Revise the listing below, changing every occurrence of "per detection" to "for each detection" and keeping all else as it is.

◆ WORKING DATA ◆
▼▼▼

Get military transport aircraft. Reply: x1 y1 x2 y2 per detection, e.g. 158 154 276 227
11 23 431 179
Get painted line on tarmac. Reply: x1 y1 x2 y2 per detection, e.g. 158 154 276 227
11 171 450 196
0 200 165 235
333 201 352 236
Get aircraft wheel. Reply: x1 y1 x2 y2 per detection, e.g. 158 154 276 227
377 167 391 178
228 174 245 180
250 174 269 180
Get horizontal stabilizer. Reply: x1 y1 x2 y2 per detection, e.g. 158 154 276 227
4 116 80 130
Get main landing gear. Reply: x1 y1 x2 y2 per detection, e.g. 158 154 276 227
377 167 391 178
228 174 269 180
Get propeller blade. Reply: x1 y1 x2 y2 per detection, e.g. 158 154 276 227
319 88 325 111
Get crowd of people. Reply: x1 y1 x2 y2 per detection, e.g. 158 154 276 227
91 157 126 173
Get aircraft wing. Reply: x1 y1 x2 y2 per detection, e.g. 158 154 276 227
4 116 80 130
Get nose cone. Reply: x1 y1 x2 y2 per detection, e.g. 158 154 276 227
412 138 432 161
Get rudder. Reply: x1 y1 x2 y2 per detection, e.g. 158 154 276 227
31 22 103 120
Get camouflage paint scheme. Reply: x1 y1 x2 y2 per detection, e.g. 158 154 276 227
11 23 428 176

▲▲▲

◆ EXERCISE RESPONSE ◆
Get military transport aircraft. Reply: x1 y1 x2 y2 for each detection, e.g. 158 154 276 227
11 23 431 179
Get painted line on tarmac. Reply: x1 y1 x2 y2 for each detection, e.g. 158 154 276 227
11 171 450 196
0 200 165 235
333 201 352 236
Get aircraft wheel. Reply: x1 y1 x2 y2 for each detection, e.g. 158 154 276 227
377 167 391 178
228 174 245 180
250 174 269 180
Get horizontal stabilizer. Reply: x1 y1 x2 y2 for each detection, e.g. 158 154 276 227
4 116 80 130
Get main landing gear. Reply: x1 y1 x2 y2 for each detection, e.g. 158 154 276 227
377 167 391 178
228 174 269 180
Get propeller blade. Reply: x1 y1 x2 y2 for each detection, e.g. 158 154 276 227
319 88 325 111
Get crowd of people. Reply: x1 y1 x2 y2 for each detection, e.g. 158 154 276 227
91 157 126 173
Get aircraft wing. Reply: x1 y1 x2 y2 for each detection, e.g. 158 154 276 227
4 116 80 130
Get nose cone. Reply: x1 y1 x2 y2 for each detection, e.g. 158 154 276 227
412 138 432 161
Get rudder. Reply: x1 y1 x2 y2 for each detection, e.g. 158 154 276 227
31 22 103 120
Get camouflage paint scheme. Reply: x1 y1 x2 y2 for each detection, e.g. 158 154 276 227
11 23 428 176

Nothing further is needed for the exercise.